» Work request: Transcribe each entry shown below with no difference from the original.

[Data extracted from a collection]
════

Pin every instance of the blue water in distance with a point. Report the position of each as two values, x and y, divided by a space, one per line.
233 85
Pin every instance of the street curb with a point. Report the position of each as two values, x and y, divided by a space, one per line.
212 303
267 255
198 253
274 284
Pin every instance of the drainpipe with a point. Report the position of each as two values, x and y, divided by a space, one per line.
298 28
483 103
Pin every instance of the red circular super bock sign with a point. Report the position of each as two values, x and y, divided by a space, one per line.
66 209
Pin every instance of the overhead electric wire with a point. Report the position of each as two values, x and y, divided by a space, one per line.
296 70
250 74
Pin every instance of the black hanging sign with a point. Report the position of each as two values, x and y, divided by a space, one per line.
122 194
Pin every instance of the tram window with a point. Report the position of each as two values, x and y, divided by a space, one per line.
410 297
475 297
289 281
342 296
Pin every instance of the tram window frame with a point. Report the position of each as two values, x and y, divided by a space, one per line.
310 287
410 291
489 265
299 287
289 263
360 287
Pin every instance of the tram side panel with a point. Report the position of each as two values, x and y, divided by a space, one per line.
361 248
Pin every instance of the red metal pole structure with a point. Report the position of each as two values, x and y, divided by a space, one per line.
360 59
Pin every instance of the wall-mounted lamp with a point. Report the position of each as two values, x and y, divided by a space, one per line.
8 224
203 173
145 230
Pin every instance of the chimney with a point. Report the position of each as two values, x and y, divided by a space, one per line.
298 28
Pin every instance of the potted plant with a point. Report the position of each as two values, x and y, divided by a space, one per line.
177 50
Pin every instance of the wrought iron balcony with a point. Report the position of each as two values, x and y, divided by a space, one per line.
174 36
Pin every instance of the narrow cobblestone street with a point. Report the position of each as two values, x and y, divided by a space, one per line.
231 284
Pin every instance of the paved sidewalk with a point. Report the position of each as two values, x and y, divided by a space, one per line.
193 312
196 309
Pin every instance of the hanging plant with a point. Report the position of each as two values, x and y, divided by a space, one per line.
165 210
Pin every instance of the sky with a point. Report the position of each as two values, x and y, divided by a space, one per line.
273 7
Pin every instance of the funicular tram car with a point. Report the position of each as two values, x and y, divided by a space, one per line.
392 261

════

» Answer to this task:
Pin every instance of the blue water in distance with a point. Report the position of each as two values, x and y, divided by a space, one per line.
233 85
Pin every instance of the street curb with a point. Report the position of each as two values, x and y, divided by a space, one per line.
212 303
267 255
198 253
274 284
Pin every instance of the drainpipe with a point. Report the position of each as two values, x and y, divided by a space, one per line.
298 28
483 103
Pin every instance of the red circular super bock sign with a point. Report the position of each as two values, x and y, divided by a space, one per line.
66 209
Pin every instance of the overhead electric wire with a point. Report the position of each as two values, x and y, divided by a space, one per line.
296 70
250 74
Pin every instance of the black hanging sign with a point. Report the position of each as two values, x and y, divided by a space, one per line.
122 194
Pin every instance of the tram window with a point. Report the position of each as two values, x and y, divided by a space, one per line.
410 297
475 297
289 281
342 296
Pin every instance of the tram window frame with a point. Report the position of each as two values, x and y, divided by a space, one per line.
310 287
410 291
489 265
299 287
289 263
360 287
Pin every instance of the tram side panel with a point. Report the position of each as two values, x and y, divided by a space, one per line.
361 248
Pin every instance of the red metal pole structure with a point. Report the position of each as two values, x and y, divided by a space, one per line.
360 59
Pin every instance of the wall-mounted lamp with a point. Report the position of each as two values, x and y, divided by a space, one per line.
8 224
203 173
145 230
Pin every instance of the chimney with a point. Report the position of each as two values, x and y, divided by a space, one per line.
298 28
Pin every instance of the potted plant with a point. Report the position of each as two values, x and y, divided by a space, one per line.
177 50
Pin every instance of the wrought iron balcony with a point. Report the position of each as two values, x and y, divided by a space, one per line.
174 36
Pin every instance of the narrow cobblestone street with a point. Report the position of each as two values, x and y, divided by a space, one per line.
231 284
Pin every instance of the paved sidewalk with a point. Report the position of each as two values, x and y, divided by a space, one per line.
193 312
196 309
Pin every instance of the hanging plant with a point. Report the position of each as two values, x and y, divided by a space, one per line.
165 210
Pin every instance of the sky with a point. Report the position of each as two values, x and y, divided by a space, one per line.
273 7
Pin every instance of the funicular tram car with a point. Report the position of each as two values, x and y, divided by a space, one per line.
392 261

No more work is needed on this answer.